- **ABOUT THIS TASK**: Resume the first-person account of addiction to marijuana and heroin below, picking up right after its final sentence.

Getting back from marijuana and heroin addiction
It all started when I turned 17. In my teenage years I had some harsh complexes and that’s why I always found it hard to communicate with people. All my classmates already had boyfriends and girlfriends, but I still went unnoticed and ashamed. My parents were divorced and I lived with my father who didn’t care a lot for me. I almost didn’t have friends, so there was no one around who could really help and support.
One day I was wandering the town alone in search of something or somebody, didn’t have anywhere to go. That very day started a story of my personal hell that seemed like heaven at the beginning. I met a boy, the first one who liked me and wanted to go out with me. I was really happy! But there was a little problem – he had a hobby called marijuana. Actually I didn’t mind because I fell in love like a fool. Sometimes we tripped together. For me it was a new amazing experience after that long period of humiliation and loneliness.
I never thought that marijuana could cause me some serious problems, cause a lot of my schoolmates said they tried it without any harm. So for me it was just like a new bright and interesting experience. I finally got new friends and we got together and shared joints. I started to skip classes to get messed up with my new friends. I didn’t last long with that boyfriend, but soon appeared another one, and we continued sharing crazy trips together. He brought me along to all the parties.
One day we wanted to try something stronger than that and taste heroin, as many said you get the same high cheaper. The experience was really strong and after that I could no more be satisfied with marijuana ‘for kids’. The only problem that we faced at the beginning was money, as neither me, nor my boyfriend had a job. But we found some ways to get money selling things in the street or stealing from the parents. Actually he had rich parents and could save pocket money for buying drugs.
Then started the hell, because after a while the parents of my boyfriend started to suspect something, cut off his budget controlling each of his step. We broke down because he couldn’t go out with me and take drugs like earlier, but at that time I already couldn’t live without a dose. I didn’t care how to get high, I picked up some guys in order to get drugs, went to crack houses…
My life turned a complete mess. They kicked me out of school, my father was at a loss, but already he could do nothing with me. Actually he started to drink and we almost didn’t communicate with each other.
Some days when I couldn’t get drugs it got really terrible. I would wake up in sweat shaking and vomiting. It was really the worst
thing that I ever experienced in my life. I had to get some odd job to have money for drugs, cause I totally depended on substances at that moment. My life became a daily struggle to get the desired drug. The suffering was so strong that when I finally got the drug I associated that with the only thing that could help me to feel good.

- **SOURCE INFORMATION**:
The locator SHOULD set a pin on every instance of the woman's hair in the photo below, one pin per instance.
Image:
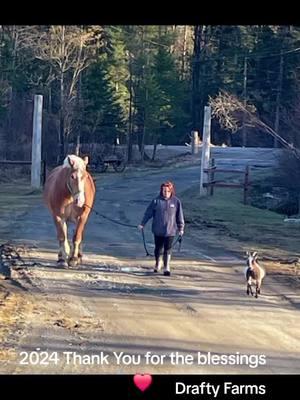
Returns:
(169, 185)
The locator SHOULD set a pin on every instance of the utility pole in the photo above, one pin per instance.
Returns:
(205, 150)
(129, 138)
(244, 133)
(278, 98)
(36, 150)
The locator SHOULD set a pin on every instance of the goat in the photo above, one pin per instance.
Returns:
(254, 272)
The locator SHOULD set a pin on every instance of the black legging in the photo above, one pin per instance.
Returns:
(163, 242)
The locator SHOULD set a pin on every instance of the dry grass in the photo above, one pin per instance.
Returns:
(231, 226)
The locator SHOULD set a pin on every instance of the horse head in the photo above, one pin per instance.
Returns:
(76, 177)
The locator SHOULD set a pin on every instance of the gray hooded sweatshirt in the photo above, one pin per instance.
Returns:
(167, 216)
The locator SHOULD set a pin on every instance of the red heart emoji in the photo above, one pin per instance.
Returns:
(142, 381)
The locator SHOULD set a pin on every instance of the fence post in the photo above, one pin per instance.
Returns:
(246, 183)
(195, 142)
(212, 177)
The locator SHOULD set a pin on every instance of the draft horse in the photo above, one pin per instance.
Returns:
(69, 194)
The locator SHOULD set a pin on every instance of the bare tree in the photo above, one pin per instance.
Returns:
(232, 113)
(68, 51)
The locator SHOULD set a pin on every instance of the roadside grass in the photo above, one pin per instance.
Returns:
(16, 198)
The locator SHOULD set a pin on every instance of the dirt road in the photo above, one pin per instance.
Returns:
(199, 320)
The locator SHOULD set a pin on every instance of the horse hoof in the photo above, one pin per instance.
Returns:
(62, 263)
(73, 262)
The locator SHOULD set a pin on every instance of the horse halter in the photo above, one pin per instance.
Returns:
(73, 194)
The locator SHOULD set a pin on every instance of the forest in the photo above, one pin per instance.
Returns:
(144, 84)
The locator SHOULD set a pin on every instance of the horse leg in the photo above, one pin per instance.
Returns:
(64, 248)
(77, 242)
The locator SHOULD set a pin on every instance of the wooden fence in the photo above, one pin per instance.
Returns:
(212, 183)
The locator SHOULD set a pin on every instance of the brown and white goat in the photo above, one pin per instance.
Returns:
(254, 272)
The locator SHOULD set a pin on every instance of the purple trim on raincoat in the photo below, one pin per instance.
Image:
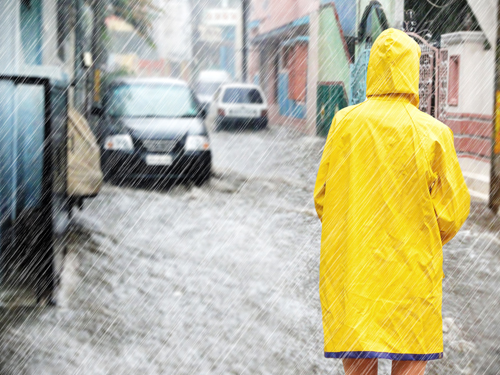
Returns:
(391, 356)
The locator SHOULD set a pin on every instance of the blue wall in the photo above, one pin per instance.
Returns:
(288, 107)
(346, 9)
(31, 32)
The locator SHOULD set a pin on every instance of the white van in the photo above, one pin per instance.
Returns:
(208, 83)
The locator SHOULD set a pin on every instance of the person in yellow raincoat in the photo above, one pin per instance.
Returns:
(390, 194)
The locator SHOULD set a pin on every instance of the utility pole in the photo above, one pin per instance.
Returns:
(195, 37)
(79, 76)
(244, 15)
(494, 202)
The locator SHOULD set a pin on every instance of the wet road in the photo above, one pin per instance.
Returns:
(223, 279)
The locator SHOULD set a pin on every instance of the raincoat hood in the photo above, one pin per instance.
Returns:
(394, 66)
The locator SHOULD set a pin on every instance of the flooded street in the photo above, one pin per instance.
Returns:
(223, 279)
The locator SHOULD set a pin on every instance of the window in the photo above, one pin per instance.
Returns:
(154, 100)
(242, 96)
(453, 80)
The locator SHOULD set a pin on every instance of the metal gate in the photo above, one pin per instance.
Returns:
(358, 76)
(433, 84)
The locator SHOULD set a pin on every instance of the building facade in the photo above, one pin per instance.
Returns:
(302, 54)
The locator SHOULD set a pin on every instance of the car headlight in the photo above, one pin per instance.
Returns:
(121, 142)
(197, 143)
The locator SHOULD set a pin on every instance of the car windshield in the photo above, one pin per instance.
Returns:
(242, 95)
(151, 100)
(207, 88)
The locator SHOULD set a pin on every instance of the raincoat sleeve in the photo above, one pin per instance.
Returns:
(320, 187)
(449, 193)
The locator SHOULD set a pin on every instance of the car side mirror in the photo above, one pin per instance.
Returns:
(96, 111)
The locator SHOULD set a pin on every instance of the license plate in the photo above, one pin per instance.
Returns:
(158, 159)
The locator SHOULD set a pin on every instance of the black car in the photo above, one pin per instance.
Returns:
(153, 128)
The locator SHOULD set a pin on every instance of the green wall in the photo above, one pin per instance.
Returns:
(332, 59)
(333, 72)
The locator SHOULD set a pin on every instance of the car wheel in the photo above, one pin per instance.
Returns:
(202, 177)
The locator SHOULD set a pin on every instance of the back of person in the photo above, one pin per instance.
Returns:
(389, 193)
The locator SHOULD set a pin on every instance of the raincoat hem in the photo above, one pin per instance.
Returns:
(383, 355)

- **RESPONSE TO THE TASK**:
I think I could have died then, because my addiction progressed and totally went out of control. One day I lost consciousness on the street and woke up in a clinic. Surely the first thing that I thought was escape and get drugs. But this time that wasn’t that easy. They must have injected me with some chemicals, so I could hardly move. Then I thought that it’s better to die than go through all this humiliation and suffering. I’m sure I would have done that if it weren’t for constant supervision.
Surely they passed me to a public rehab center and there started my long rehabilitation journey. I can hardly describe what I went through, as my mind and body were so used to taking drugs that at first I suffered every waking minute. Besides I was sure that I would never recover and only lose time suffering. Of course with that attitude I only made the things even worse.
Maybe I would have ended up relapsing the following day after signing out of the center if it weren’t for my new friend. We got to know each other at an AA meeting. He had a similar story but for some reason had a positive attitude and hope for rehab. As the beginning of my drug story began with romance, the end started the same. But this time it was a journey for a responsible sober life.
Today I’m completely clean from heroin. That boy became my husband. And I will be grateful to him all my life to show me that there is always a way out from the shame and suffering of addiction. We were a backbone to each other on that way to a new life. We still assist from time to time in AA meetings and share our experience with other people who have the same problem as we did. I can tell that after rehab I was born again. My mindset completely changed, I feel like an adult and a responsible person. Now I’m a happy wife and mother and thank God each day of my life.
I hope my story could be an inspiration for anyone suffering from substance abuse and thinking there is nothing left for him in this life. It’s not so. And it’s worth it to undergo the hard process of rehab and really start to enjoy sober life. There is nothing better than wake up every day sober and feel clarity of mind instead of thinking how to get drugs. There is nothing more precious than our health and life.